Items from a data source:
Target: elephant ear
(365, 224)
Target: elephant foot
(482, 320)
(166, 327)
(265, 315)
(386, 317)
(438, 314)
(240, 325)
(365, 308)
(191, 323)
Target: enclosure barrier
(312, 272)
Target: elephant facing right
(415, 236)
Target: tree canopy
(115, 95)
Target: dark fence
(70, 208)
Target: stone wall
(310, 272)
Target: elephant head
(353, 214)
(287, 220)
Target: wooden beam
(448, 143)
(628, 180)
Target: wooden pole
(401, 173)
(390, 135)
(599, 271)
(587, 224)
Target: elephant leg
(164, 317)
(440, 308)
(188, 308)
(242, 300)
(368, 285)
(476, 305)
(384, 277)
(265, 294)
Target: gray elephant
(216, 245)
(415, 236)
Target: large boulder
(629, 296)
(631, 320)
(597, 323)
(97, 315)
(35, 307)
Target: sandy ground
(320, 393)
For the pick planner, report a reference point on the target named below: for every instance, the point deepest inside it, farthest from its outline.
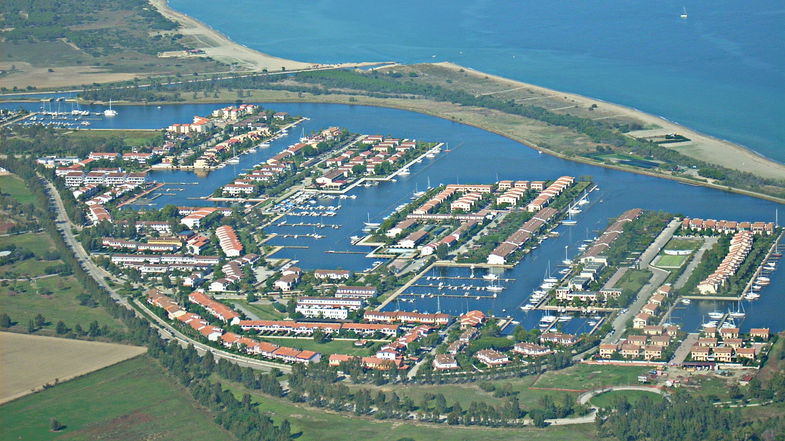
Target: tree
(61, 328)
(55, 426)
(441, 251)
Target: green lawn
(633, 396)
(633, 280)
(15, 187)
(588, 377)
(133, 138)
(132, 400)
(263, 311)
(21, 302)
(331, 347)
(579, 377)
(668, 261)
(38, 243)
(683, 244)
(318, 425)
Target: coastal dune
(221, 48)
(700, 146)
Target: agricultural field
(31, 361)
(56, 298)
(131, 138)
(633, 396)
(132, 400)
(633, 280)
(36, 243)
(15, 187)
(588, 377)
(318, 425)
(669, 261)
(264, 311)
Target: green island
(259, 357)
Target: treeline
(241, 418)
(49, 20)
(396, 85)
(683, 417)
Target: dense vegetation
(76, 20)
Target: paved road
(683, 350)
(707, 244)
(586, 396)
(646, 291)
(164, 329)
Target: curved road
(586, 396)
(100, 275)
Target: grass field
(30, 361)
(132, 400)
(683, 244)
(15, 187)
(529, 390)
(668, 261)
(263, 311)
(587, 377)
(633, 280)
(318, 425)
(133, 138)
(633, 396)
(38, 243)
(21, 302)
(331, 347)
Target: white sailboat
(739, 312)
(110, 112)
(567, 260)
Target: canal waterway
(472, 156)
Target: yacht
(739, 312)
(110, 112)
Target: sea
(720, 71)
(474, 156)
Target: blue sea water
(721, 71)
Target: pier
(284, 223)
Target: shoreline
(334, 99)
(666, 125)
(221, 47)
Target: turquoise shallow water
(720, 71)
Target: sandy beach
(700, 146)
(221, 48)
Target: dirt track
(28, 362)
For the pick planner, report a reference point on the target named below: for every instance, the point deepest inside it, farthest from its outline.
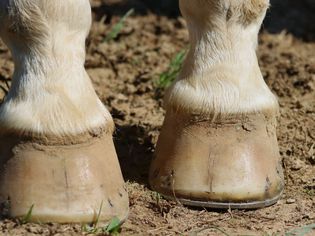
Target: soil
(124, 72)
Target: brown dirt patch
(124, 72)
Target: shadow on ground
(135, 151)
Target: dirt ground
(124, 72)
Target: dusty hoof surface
(68, 182)
(230, 163)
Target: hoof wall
(62, 183)
(230, 163)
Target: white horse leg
(218, 145)
(56, 148)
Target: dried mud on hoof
(231, 162)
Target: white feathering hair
(221, 75)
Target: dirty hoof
(65, 180)
(232, 162)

Directions:
Print all of the lines above word for word, leaving out the pictures.

Response below:
Target: elephant ear
(365, 224)
Target: elephant foot
(482, 320)
(166, 327)
(265, 315)
(386, 317)
(438, 314)
(240, 325)
(365, 308)
(191, 323)
Target: enclosure barrier
(312, 272)
Target: elephant facing right
(415, 236)
Target: tree canopy
(115, 95)
Target: dark fence
(70, 208)
Target: stone wall
(310, 272)
Target: elephant head
(353, 214)
(287, 220)
Target: wooden beam
(448, 143)
(628, 180)
Target: wooden pole
(401, 173)
(390, 135)
(599, 271)
(587, 224)
Target: elephant leg
(164, 317)
(440, 308)
(188, 308)
(242, 300)
(368, 285)
(476, 305)
(384, 277)
(265, 294)
Target: gray elephant
(216, 245)
(415, 236)
Target: large boulder
(629, 296)
(631, 320)
(597, 323)
(97, 315)
(35, 307)
Target: sandy ground
(320, 393)
For the pick planner, report a reference point on the target named below: for every instance, the point deepest inside it, farthest from its outline.
Target: tree
(61, 328)
(55, 426)
(441, 251)
Target: green lawn
(633, 396)
(633, 280)
(15, 187)
(588, 377)
(133, 138)
(132, 400)
(263, 311)
(21, 302)
(331, 347)
(579, 377)
(668, 261)
(38, 243)
(683, 244)
(318, 425)
Target: coastal dune
(221, 48)
(700, 146)
Target: agricultural field
(31, 361)
(56, 298)
(131, 138)
(633, 396)
(132, 400)
(633, 280)
(36, 243)
(15, 187)
(588, 377)
(318, 425)
(669, 261)
(264, 311)
Target: green island
(259, 357)
Target: treeline
(241, 418)
(49, 20)
(396, 85)
(683, 417)
Target: dense vegetation
(76, 20)
Target: paved road
(683, 350)
(707, 244)
(586, 396)
(646, 291)
(164, 329)
Target: curved road
(586, 396)
(100, 275)
Target: grass field
(30, 361)
(132, 400)
(683, 244)
(15, 187)
(529, 390)
(668, 261)
(263, 311)
(587, 377)
(633, 280)
(318, 425)
(133, 138)
(633, 396)
(38, 243)
(21, 302)
(331, 347)
Target: white sailboat
(739, 312)
(110, 112)
(567, 260)
Target: canal waterway
(472, 156)
Target: yacht
(739, 312)
(110, 112)
Target: sea
(720, 71)
(474, 156)
Target: blue sea water
(721, 71)
Target: pier
(284, 223)
Target: shoreline
(334, 99)
(666, 125)
(221, 47)
Target: turquoise shallow water
(720, 71)
Target: sandy beach
(700, 146)
(221, 48)
Target: dirt track
(28, 362)
For the pick planner, report a reference point on the target named below: for every instance, the point deepest inside it, farthest from its outline.
Target: soil
(124, 72)
Target: brown dirt patch
(124, 72)
Target: shadow on ground
(135, 151)
Target: dirt ground
(124, 72)
Target: dusty hoof surface
(68, 182)
(230, 163)
Target: hoof wall
(62, 183)
(230, 163)
Target: white horse leg
(218, 145)
(56, 148)
Target: dried mud on hoof
(231, 162)
Target: white feathering hair
(221, 75)
Target: dirty hoof
(65, 180)
(232, 162)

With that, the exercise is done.